## [Task instructions]
The answer is a stretch of the material below, returned exactly: the line containing "point(656, 241)", the line containing "point(281, 44)", and all lines between.

## [Records for this exercise]
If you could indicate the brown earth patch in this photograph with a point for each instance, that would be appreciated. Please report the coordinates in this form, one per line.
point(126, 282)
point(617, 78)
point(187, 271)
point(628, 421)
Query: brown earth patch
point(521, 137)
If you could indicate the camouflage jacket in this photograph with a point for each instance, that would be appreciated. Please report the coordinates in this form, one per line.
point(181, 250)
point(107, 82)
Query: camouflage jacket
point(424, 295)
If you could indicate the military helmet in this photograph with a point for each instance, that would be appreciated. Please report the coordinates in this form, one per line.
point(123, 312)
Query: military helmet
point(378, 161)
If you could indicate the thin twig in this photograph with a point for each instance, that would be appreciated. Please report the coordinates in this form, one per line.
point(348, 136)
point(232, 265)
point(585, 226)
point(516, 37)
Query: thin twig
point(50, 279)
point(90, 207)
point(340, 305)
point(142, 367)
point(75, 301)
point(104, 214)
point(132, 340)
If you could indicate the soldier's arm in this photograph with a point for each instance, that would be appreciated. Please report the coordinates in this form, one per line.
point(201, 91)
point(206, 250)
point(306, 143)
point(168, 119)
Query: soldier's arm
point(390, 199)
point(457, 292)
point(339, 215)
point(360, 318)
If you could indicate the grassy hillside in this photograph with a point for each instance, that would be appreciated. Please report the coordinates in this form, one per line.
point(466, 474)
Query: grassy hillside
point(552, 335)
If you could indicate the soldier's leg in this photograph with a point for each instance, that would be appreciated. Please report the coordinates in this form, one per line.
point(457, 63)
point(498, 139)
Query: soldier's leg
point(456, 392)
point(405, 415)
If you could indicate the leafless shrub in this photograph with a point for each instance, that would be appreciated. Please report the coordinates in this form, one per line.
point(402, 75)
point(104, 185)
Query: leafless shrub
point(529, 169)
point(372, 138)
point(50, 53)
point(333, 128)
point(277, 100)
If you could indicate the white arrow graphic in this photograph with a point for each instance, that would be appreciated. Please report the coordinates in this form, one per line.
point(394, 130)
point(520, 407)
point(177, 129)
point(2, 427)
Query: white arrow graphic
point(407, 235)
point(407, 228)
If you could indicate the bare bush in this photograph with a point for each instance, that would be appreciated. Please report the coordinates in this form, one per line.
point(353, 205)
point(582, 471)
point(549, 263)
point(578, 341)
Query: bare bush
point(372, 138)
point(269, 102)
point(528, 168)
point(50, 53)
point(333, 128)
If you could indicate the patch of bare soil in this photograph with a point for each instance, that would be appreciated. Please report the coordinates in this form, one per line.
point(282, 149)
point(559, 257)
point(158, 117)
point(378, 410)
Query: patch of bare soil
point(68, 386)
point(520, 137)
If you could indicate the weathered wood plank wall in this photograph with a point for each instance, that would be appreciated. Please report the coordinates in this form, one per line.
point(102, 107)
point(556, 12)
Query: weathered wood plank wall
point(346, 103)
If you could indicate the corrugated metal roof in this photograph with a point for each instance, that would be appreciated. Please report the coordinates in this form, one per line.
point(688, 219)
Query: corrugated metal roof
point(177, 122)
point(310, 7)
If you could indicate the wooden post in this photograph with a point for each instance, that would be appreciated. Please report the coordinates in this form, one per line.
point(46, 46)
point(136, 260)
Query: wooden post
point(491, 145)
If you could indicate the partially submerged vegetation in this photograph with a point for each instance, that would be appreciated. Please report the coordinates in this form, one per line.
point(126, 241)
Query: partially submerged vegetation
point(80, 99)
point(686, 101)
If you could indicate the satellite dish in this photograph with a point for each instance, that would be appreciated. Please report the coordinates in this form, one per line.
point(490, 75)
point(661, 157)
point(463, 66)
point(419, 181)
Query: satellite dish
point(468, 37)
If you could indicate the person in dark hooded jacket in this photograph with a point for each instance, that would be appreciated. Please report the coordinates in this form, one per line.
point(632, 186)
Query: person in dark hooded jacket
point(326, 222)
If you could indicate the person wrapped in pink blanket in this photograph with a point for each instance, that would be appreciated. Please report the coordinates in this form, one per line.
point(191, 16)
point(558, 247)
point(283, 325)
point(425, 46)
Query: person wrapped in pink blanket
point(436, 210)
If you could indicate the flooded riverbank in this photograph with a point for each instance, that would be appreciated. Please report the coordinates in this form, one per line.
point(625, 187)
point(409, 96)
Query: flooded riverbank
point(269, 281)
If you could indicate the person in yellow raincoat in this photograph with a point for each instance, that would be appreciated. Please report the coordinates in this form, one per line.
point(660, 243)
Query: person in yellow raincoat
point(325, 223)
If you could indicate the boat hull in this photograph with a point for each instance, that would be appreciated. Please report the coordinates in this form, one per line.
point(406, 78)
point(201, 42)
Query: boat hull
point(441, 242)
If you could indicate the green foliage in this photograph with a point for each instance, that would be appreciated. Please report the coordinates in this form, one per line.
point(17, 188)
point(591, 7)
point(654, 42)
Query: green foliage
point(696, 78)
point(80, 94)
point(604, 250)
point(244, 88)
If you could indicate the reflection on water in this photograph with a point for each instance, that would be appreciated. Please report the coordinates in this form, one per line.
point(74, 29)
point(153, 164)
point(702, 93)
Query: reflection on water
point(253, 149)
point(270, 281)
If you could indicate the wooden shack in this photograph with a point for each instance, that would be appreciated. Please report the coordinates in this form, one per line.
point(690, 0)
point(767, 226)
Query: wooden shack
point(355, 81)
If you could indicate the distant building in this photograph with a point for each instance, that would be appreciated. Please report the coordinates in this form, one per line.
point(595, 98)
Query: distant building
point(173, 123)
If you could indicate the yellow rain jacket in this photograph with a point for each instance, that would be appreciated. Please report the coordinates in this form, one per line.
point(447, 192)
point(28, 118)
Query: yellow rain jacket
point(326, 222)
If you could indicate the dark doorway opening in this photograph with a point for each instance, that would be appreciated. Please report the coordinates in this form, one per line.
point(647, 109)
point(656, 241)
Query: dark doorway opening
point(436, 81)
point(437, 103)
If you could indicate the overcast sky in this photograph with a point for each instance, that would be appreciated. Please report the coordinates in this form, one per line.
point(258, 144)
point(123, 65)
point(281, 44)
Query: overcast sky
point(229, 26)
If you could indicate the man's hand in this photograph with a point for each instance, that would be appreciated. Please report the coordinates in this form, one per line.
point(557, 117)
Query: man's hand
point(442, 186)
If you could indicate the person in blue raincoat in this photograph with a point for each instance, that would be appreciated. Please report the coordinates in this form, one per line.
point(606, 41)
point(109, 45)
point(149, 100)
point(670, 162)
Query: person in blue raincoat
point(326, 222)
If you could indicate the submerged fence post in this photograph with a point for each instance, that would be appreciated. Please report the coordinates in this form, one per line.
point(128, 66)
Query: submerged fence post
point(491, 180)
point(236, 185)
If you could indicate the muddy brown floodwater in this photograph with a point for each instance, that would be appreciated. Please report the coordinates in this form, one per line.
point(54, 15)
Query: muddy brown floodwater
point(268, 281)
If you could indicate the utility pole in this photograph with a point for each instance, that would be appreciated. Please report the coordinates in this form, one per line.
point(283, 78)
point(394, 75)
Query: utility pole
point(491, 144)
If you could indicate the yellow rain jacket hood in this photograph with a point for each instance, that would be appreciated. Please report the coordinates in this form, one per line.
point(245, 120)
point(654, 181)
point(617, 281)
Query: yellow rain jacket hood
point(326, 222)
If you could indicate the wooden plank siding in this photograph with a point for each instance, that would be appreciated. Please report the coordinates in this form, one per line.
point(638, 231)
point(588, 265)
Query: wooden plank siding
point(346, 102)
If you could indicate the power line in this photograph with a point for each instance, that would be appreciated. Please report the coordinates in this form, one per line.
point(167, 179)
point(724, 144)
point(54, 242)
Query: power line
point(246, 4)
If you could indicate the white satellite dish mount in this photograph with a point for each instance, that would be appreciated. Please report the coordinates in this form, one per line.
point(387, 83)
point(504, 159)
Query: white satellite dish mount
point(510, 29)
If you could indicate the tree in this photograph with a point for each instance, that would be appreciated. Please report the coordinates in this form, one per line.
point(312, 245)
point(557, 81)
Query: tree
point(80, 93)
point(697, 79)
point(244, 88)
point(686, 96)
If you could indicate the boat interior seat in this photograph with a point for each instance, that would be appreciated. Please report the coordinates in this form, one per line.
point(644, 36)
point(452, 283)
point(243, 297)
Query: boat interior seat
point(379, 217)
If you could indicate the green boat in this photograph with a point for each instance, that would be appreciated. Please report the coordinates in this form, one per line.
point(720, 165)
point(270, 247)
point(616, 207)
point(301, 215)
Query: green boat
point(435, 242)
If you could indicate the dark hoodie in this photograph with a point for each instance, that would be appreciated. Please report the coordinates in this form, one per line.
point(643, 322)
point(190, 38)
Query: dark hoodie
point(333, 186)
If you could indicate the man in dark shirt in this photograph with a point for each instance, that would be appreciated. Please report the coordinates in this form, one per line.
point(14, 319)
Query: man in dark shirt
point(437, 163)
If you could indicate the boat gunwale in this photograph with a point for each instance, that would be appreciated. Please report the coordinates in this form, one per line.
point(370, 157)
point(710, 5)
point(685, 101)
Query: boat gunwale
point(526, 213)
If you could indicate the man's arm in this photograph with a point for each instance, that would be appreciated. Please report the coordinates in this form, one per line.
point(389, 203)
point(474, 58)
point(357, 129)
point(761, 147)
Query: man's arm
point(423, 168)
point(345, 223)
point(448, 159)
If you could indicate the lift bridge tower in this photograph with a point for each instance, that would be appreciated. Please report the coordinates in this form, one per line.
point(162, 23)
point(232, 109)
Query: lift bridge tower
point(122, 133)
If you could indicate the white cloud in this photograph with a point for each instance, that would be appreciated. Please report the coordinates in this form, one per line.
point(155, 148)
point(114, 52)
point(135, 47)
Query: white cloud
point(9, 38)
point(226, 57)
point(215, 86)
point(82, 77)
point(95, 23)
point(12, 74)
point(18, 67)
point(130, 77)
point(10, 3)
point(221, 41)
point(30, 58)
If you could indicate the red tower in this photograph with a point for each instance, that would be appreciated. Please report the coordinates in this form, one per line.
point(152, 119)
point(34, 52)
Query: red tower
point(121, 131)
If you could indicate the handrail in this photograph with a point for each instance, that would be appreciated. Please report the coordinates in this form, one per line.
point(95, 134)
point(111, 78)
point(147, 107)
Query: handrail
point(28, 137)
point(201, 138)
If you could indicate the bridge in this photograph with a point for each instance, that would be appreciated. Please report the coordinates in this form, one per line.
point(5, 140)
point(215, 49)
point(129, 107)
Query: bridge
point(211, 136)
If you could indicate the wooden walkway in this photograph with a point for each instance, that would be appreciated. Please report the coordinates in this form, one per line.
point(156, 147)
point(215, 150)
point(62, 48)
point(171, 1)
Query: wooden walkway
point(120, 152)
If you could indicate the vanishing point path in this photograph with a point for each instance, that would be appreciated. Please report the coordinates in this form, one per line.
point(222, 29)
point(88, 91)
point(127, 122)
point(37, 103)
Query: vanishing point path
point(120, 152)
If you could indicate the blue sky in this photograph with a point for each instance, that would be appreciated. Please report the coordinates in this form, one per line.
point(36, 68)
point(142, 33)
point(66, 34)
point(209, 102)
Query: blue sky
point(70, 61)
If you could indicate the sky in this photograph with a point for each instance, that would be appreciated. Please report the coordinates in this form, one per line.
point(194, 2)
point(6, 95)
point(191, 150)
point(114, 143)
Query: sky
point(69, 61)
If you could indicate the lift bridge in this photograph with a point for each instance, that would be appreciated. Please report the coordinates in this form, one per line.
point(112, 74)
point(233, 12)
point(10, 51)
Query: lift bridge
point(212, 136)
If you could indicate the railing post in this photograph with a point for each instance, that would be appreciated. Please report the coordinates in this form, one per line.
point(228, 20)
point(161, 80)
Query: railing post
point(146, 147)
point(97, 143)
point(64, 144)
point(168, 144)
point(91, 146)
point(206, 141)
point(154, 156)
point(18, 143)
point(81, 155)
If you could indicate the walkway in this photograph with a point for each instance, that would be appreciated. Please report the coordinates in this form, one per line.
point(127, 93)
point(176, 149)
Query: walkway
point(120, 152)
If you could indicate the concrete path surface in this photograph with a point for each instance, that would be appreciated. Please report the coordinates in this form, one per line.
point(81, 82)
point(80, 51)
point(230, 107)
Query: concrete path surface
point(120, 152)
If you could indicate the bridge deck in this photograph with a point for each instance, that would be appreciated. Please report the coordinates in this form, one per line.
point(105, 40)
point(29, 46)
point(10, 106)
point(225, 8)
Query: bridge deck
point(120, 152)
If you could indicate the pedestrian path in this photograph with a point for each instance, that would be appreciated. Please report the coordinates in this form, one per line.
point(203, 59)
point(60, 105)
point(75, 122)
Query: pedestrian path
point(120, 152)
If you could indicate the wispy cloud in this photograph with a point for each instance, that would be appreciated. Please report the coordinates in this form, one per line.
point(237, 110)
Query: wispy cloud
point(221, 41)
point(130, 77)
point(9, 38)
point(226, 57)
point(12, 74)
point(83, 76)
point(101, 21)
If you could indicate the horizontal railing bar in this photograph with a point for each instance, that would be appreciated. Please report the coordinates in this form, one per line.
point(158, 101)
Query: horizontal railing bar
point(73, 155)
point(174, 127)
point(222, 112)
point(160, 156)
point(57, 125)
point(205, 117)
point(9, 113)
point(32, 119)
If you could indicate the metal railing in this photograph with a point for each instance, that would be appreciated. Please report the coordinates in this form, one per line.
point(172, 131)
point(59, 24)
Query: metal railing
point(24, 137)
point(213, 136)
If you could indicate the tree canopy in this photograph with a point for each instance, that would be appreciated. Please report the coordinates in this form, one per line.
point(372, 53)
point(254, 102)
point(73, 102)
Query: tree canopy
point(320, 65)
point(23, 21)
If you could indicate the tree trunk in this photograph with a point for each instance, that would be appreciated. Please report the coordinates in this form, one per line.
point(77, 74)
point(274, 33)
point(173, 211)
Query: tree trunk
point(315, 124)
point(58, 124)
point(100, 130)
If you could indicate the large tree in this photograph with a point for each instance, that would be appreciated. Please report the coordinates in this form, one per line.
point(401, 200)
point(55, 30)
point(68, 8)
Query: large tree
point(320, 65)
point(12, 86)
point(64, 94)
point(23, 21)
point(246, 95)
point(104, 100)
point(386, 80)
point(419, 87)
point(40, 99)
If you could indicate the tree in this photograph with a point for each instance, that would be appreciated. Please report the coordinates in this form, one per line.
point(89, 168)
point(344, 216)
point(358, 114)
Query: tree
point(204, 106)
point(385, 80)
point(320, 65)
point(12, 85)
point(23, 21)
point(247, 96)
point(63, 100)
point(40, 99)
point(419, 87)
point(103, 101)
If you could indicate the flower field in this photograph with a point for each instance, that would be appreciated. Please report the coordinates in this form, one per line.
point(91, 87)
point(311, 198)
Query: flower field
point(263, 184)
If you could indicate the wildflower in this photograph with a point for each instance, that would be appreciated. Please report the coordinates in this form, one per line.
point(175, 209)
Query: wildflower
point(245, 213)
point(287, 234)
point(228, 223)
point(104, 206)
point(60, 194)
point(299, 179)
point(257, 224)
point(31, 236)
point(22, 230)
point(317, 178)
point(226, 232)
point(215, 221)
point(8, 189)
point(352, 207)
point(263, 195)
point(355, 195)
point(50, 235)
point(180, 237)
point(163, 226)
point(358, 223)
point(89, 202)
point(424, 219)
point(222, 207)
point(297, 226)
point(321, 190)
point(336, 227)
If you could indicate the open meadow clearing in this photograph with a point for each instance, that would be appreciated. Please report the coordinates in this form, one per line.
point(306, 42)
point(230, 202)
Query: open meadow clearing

## [Finished task]
point(656, 241)
Query: dark doorway opening
point(436, 81)
point(437, 103)
If you could indicate the overcast sky in this photograph with a point for each instance, that would be appreciated. Please report the coordinates in this form, one per line.
point(258, 144)
point(123, 65)
point(281, 44)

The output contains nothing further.